> _Exercise description_:
Starting at the line with "Which spot sits on each instance of the white", transcribe each line through the final one, both included, and add nothing.

> _Dataset rows on where objects appear_:
-- start --

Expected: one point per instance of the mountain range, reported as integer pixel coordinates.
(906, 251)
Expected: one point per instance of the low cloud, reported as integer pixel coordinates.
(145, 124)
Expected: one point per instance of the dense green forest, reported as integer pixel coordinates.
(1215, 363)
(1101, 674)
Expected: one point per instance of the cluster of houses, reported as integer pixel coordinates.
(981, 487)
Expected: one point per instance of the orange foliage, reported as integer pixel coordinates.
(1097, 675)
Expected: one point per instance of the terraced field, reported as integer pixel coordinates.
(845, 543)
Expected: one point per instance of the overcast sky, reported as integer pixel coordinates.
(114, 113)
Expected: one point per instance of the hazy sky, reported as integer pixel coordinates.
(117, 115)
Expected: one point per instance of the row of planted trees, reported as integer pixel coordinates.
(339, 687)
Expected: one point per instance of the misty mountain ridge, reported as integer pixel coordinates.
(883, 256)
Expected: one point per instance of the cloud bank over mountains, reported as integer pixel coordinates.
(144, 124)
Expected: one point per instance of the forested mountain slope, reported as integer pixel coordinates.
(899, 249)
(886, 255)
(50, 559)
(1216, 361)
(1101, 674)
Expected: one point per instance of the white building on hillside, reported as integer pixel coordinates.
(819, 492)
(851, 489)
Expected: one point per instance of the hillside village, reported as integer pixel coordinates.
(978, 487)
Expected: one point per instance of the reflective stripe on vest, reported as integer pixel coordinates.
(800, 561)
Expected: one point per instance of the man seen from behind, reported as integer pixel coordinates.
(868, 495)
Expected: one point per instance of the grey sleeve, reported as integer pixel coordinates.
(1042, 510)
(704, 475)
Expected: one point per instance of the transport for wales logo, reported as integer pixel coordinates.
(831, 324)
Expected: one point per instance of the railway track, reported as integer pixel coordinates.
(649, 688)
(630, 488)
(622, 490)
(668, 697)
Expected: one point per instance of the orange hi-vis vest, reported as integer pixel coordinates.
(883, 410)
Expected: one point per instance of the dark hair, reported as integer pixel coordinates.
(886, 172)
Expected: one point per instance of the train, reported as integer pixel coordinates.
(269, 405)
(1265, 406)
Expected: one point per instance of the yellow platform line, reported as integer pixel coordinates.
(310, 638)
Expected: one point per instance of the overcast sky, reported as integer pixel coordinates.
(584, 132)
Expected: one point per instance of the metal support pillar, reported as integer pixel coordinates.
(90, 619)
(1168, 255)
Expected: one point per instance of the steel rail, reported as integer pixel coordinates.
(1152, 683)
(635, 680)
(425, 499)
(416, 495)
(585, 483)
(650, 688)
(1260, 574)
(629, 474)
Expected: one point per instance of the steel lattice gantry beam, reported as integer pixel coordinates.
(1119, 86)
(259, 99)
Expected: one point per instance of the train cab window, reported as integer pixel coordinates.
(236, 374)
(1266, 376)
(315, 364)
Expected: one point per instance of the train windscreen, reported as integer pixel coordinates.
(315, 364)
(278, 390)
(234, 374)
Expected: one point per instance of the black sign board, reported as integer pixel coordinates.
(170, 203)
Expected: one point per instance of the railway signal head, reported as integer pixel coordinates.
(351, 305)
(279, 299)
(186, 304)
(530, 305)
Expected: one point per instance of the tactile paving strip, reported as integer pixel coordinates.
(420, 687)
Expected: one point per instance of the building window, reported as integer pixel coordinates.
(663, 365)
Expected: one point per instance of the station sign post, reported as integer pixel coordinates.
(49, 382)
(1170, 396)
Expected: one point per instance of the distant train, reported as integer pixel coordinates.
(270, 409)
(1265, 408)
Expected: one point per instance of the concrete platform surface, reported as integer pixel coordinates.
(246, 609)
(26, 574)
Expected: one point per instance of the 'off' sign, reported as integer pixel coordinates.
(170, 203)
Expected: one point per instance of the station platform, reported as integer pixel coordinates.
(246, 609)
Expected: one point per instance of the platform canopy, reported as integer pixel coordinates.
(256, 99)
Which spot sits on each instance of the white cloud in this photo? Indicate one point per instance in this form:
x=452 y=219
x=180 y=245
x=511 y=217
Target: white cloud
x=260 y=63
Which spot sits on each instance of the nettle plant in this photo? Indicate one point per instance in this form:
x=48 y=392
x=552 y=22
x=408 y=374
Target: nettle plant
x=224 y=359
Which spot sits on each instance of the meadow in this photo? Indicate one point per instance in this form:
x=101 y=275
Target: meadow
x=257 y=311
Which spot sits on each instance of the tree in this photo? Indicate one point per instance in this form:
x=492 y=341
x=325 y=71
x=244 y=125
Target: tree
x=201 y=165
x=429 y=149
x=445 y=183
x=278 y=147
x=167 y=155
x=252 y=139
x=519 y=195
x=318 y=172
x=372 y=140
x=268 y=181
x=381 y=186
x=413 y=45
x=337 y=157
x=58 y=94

-- end --

> _Completed task_:
Which spot sits on each instance of the white cloud in this photo? Indicate one point per instance in this form:
x=452 y=219
x=180 y=245
x=511 y=217
Target: white cloud
x=260 y=63
Which spot sits on each instance of the nettle plant in this photo? Indicate one point per instance in this form:
x=48 y=392
x=552 y=22
x=408 y=374
Target: nettle plant
x=224 y=359
Which spot sits on each instance of the meadow in this photo? Indicate one point per instance in this form:
x=101 y=275
Target: meadow
x=257 y=311
Which spot sits on each instance of the tree in this photo? Indicate one point per instance in this form:
x=492 y=341
x=325 y=71
x=244 y=125
Target: tree
x=201 y=165
x=429 y=149
x=445 y=183
x=278 y=147
x=167 y=155
x=252 y=139
x=519 y=195
x=318 y=172
x=372 y=140
x=268 y=181
x=381 y=186
x=413 y=45
x=337 y=157
x=58 y=94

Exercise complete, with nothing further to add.